══ DATASET ENTRIES ══

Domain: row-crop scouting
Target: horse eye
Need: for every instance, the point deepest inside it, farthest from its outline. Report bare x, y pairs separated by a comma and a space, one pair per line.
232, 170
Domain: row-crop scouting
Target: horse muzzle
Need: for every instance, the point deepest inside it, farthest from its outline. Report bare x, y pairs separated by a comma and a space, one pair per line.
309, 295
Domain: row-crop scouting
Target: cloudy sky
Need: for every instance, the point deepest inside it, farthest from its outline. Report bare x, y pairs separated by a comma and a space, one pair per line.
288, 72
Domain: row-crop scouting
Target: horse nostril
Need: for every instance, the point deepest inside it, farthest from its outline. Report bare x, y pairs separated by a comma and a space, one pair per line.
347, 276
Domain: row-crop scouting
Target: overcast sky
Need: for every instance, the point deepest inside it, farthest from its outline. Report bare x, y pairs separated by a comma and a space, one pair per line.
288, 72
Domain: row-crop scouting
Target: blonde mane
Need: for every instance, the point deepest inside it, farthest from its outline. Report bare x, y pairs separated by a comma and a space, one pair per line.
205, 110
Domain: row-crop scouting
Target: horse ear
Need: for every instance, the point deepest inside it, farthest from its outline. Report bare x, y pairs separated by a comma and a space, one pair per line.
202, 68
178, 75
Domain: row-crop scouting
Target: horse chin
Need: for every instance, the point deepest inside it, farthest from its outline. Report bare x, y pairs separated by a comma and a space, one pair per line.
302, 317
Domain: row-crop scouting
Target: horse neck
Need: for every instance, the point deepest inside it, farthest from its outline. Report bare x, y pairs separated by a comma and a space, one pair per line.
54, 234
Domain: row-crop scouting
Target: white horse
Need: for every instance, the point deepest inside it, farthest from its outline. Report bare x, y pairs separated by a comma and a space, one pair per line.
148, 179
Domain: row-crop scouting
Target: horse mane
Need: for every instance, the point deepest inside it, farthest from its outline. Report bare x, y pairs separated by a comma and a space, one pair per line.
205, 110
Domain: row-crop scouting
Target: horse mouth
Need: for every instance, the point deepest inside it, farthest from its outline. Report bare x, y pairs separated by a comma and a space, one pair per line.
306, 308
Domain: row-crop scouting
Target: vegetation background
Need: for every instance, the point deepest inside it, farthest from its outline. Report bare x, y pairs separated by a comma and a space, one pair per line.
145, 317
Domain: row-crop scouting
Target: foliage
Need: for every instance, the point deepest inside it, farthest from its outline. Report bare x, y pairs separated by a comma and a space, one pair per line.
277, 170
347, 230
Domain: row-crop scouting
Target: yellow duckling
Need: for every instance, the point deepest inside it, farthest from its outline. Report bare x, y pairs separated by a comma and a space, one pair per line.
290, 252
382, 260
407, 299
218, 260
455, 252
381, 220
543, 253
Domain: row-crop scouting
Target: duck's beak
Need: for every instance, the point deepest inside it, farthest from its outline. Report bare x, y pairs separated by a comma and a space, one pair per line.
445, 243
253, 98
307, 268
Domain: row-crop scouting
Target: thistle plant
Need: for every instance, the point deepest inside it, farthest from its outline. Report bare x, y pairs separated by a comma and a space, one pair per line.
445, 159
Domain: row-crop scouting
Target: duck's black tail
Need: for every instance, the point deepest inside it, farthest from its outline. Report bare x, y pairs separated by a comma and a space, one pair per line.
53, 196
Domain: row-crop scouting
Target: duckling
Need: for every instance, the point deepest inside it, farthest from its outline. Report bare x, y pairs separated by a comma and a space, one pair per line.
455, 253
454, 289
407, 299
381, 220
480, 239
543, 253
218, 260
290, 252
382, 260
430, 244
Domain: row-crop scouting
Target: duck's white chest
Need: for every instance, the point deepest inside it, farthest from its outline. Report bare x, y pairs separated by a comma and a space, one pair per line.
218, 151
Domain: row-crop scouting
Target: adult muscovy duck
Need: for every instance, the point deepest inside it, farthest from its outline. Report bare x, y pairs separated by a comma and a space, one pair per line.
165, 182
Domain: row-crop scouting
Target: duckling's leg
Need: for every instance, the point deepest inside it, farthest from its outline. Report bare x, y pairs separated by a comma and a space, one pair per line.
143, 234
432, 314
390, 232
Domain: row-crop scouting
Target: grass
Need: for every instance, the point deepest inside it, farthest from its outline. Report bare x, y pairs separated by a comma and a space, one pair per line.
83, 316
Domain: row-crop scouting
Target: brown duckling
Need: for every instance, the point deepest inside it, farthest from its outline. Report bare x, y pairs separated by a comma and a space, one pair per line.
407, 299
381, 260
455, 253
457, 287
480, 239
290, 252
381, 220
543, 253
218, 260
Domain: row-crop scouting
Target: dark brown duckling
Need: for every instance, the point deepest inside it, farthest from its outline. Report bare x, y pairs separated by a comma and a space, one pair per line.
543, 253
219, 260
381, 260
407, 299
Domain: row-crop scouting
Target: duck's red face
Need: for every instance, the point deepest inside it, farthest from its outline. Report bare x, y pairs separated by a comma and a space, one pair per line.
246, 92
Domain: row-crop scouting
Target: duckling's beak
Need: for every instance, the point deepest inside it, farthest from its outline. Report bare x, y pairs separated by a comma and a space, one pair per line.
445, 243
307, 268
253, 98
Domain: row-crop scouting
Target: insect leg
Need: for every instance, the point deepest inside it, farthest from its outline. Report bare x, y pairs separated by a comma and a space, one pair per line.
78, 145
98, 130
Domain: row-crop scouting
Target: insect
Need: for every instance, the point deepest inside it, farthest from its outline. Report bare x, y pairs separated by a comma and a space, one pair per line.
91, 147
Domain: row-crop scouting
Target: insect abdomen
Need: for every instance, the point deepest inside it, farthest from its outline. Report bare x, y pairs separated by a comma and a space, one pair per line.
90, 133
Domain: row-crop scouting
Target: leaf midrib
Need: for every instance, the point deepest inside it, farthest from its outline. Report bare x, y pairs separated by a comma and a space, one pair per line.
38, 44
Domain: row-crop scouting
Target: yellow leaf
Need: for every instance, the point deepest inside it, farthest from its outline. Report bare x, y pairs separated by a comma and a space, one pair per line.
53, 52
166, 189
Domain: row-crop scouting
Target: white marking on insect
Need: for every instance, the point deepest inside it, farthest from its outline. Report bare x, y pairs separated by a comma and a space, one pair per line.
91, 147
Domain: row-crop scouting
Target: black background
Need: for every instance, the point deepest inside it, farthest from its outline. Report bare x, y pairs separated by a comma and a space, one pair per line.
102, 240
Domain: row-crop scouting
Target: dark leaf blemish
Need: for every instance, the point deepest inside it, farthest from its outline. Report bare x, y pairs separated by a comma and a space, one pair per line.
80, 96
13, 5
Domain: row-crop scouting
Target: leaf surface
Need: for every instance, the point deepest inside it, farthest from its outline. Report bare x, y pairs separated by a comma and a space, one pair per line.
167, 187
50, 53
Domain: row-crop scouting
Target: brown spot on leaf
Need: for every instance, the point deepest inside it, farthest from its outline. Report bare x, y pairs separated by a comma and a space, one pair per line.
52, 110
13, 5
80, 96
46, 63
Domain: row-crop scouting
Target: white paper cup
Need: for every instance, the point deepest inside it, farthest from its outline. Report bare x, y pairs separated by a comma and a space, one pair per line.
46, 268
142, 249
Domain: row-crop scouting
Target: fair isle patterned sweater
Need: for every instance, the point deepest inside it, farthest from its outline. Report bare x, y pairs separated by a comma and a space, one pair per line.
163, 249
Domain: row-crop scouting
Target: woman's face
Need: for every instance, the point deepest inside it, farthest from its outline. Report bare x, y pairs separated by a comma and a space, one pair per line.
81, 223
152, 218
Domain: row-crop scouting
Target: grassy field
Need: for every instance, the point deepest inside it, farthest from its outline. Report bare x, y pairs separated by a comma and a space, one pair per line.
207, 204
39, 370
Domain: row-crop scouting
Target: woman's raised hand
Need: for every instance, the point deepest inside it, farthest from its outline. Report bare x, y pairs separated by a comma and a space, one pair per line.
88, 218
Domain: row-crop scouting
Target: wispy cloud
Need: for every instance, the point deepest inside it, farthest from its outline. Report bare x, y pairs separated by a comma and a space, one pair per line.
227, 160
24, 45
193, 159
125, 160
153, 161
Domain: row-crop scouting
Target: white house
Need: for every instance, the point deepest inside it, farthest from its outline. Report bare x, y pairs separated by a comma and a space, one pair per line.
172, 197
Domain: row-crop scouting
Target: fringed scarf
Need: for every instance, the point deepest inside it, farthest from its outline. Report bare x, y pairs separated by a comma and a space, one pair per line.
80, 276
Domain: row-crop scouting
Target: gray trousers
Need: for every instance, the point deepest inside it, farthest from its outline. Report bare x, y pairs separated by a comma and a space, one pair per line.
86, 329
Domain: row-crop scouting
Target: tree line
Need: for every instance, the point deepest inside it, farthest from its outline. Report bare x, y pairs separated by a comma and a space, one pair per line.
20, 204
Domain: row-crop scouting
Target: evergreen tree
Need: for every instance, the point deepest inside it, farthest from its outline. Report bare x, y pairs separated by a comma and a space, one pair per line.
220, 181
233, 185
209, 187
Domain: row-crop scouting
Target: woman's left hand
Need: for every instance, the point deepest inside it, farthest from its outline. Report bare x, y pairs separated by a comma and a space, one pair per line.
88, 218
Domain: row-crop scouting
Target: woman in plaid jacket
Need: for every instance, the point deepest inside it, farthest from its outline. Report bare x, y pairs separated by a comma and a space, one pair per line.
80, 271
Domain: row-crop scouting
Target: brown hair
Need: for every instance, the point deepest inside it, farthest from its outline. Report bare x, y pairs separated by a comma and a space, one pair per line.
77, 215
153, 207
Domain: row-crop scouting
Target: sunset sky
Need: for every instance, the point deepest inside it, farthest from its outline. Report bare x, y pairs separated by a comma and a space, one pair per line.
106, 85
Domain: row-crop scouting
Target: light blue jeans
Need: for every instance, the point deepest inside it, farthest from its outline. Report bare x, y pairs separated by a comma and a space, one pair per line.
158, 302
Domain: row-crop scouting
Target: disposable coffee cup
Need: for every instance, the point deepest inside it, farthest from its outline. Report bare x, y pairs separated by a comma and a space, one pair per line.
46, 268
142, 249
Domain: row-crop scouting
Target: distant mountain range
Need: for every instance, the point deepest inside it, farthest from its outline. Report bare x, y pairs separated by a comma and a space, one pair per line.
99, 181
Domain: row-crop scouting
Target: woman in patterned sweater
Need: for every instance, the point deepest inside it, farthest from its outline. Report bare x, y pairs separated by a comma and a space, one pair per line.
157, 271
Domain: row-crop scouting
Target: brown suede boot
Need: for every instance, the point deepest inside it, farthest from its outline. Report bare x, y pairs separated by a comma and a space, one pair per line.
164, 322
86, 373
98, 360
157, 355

═══

> WORK REQUIRED: What is the number of lines in the records that include the word "patterned"? Answer with that number only.

> WORKED SOLUTION: 2